**TASK ITEM:** Without changing anything, set down every line shown below.

[Records from a dataset]
------------------------------------------------

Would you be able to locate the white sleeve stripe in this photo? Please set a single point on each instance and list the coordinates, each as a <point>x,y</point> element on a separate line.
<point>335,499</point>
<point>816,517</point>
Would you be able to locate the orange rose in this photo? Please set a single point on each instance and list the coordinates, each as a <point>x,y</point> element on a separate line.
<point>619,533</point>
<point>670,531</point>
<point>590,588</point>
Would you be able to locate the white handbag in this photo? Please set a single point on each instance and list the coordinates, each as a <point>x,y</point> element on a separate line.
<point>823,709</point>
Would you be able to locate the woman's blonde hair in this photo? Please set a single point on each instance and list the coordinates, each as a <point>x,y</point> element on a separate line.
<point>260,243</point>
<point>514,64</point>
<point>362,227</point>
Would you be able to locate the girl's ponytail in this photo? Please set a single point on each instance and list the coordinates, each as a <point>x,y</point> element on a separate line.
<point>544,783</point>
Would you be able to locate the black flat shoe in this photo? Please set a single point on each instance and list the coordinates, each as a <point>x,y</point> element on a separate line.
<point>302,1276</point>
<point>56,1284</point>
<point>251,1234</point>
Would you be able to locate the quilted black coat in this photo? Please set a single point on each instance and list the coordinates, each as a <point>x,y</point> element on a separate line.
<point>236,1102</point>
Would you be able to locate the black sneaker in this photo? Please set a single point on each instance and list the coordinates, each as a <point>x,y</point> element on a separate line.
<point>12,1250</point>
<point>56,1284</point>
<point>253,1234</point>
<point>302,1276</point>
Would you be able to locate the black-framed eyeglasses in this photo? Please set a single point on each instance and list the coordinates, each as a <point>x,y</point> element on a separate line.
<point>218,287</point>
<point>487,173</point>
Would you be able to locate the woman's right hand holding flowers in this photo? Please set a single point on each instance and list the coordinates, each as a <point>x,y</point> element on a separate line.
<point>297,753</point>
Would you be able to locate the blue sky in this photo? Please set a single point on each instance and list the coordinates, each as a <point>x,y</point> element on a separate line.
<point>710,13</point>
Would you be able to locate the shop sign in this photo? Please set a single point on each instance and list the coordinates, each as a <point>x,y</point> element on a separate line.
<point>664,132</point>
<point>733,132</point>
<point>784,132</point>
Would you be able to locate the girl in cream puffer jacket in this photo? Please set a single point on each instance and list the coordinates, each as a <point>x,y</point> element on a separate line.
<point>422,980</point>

------------------------------------------------

**EXERCISE RESPONSE:**
Would you be able to locate the white sleeve stripe in this photo? Please set a single point on each instance and list the coordinates, each as a <point>x,y</point> element on a separate line.
<point>335,499</point>
<point>816,517</point>
Would you be able to locate the orange rose in this photo? Please set a single point on each instance and list the coordinates, each as a <point>x,y</point> element on a separate line.
<point>619,533</point>
<point>670,531</point>
<point>590,588</point>
Would you be able to locate the white handbag in this photo? Please set a single point on each instance and list the coordinates, each as a <point>x,y</point> element on a separate line.
<point>823,709</point>
Would you be able to locate the woman's blonde hair in this photo? Please set a single point on each instance and list the coordinates, each as a <point>x,y</point> element on a separate line.
<point>260,243</point>
<point>514,64</point>
<point>362,227</point>
Would you be able to locate the girl's ponytail in this photo? Please set a single point on each instance and list the coordinates, each as a <point>x,y</point> element on a separate line.
<point>544,783</point>
Would you be able to locate the black flat shoe in this photo? Please set a single point on each instance and list the coordinates, each as a <point>x,y</point> element on a separate line.
<point>302,1276</point>
<point>56,1284</point>
<point>251,1234</point>
Would you be able to locate the quilted black coat in this photo? Please set a single point on each instance and list the coordinates, each as a <point>x,y</point> element on a separate line.
<point>236,1102</point>
Would you be able to locate the black sneaker in this photo? Please set a single point on each instance and list the coordinates, each as a <point>x,y</point> element on a separate line.
<point>12,1250</point>
<point>56,1284</point>
<point>253,1234</point>
<point>302,1276</point>
Would you be able to locate the black-framed eyeglasses in this photo? Please set a single point on each instance and list the coordinates, each as a <point>x,y</point> element on a separate line.
<point>218,287</point>
<point>487,173</point>
Would you be able to locate the woman's right hand holding flowers in this photo? Please set a single point on each instance and list the coordinates, each as a <point>x,y</point> element on a separate line.
<point>297,753</point>
Would you be able to locate the blue sky in this photo? Please set a single point on each instance and list the coordinates, each as a <point>x,y</point> element on a separate line.
<point>710,13</point>
Would you be able to locate the shop sign in this photo? Please set a single point on each instance and list the coordinates, each as a <point>x,y</point> element on a separate line.
<point>664,132</point>
<point>733,132</point>
<point>784,132</point>
Would you be able to locate the girl in cream puffer jacket in this photo? Please set a single point on each instance and list the coordinates, each as a <point>x,y</point> element on a separate line.
<point>422,980</point>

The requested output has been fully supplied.